Nous avons eu droit en octobre à
deux changements de ministres dans le dossier des hydrocarbures : Pierre
Moreau est maintenant aux commandes du MERN et Isabelle Melançon a été nommée ministre du
Développement durable, de l'Environnement et de la Lutte contre les changements
climatiques (MDDELCC). Peut-on espérer une nouvelle orientation dans les
dossiers de l’industrie extractive des hydrocarbures? Au MERN, Pierre Moreau a vite indiqué qu’il souhaite la poursuite du moratoire de facto sur les
forages dans les Basses-Terres du St-Laurent. Par ailleurs, il s’interroge
ouvertement sur le sort des permis déjà accordés. Ses plus récentes déclarations au congrès de l'APGQ montrent qu’il n’a pas encore pris la mesure du contenu des règlements sur
les hydrocarbures ; il n’a fait qu’ajouter à la confusion sur leur portée
réelle, notamment sur la proximité des forages et des cours d’eau, car ses
propos sont contredits par les dispositions mises de l’avant dans la loi.

▸ **CONSIGNE**:
Recopiez le document dans son intégralité, sans y apporter la moindre modification. Seul le document ci-dessus doit servir de référence.

▸ **Lignes du jeu de données**:
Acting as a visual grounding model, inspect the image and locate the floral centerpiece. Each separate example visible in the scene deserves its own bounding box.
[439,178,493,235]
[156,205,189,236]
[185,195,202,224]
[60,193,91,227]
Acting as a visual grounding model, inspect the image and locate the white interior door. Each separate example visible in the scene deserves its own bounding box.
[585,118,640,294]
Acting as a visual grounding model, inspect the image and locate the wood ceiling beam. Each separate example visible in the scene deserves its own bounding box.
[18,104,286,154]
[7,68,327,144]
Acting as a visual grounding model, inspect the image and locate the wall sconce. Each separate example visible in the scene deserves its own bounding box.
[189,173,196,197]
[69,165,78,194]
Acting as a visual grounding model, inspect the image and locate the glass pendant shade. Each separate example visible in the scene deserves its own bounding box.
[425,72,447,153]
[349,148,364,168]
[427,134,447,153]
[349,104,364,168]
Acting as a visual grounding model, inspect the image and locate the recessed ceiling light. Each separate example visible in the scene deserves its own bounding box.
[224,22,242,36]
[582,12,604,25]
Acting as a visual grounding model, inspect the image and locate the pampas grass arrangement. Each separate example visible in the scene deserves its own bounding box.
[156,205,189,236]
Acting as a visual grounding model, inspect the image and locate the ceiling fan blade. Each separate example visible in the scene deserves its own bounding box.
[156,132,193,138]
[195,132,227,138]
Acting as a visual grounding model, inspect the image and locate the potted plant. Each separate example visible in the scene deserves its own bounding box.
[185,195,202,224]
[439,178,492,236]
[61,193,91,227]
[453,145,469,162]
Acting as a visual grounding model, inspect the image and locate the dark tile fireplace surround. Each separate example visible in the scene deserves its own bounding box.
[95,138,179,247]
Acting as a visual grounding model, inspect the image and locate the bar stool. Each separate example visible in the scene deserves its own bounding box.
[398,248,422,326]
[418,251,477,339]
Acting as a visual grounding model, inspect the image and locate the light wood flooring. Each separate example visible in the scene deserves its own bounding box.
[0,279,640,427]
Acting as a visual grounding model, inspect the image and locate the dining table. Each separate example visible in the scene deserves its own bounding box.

▸ **RÉPONSE**:
Nous avons eu droit en octobre à
deux changements de ministres dans le dossier des hydrocarbures : Pierre
Moreau est maintenant aux commandes du MERN et Isabelle Melançon a été nommée ministre du
Développement durable, de l'Environnement et de la Lutte contre les changements
climatiques (MDDELCC). Peut-on espérer une nouvelle orientation dans les
dossiers de l’industrie extractive des hydrocarbures? Au MERN, Pierre Moreau a vite indiqué qu’il souhaite la poursuite du moratoire de facto sur les
forages dans les Basses-Terres du St-Laurent. Par ailleurs, il s’interroge
ouvertement sur le sort des permis déjà accordés. Ses plus récentes déclarations au congrès de l'APGQ montrent qu’il n’a pas encore pris la mesure du contenu des règlements sur
les hydrocarbures ; il n’a fait qu’ajouter à la confusion sur leur portée
réelle, notamment sur la proximité des forages et des cours d’eau, car ses
propos sont contredits par les dispositions mises de l’avant dans la loi.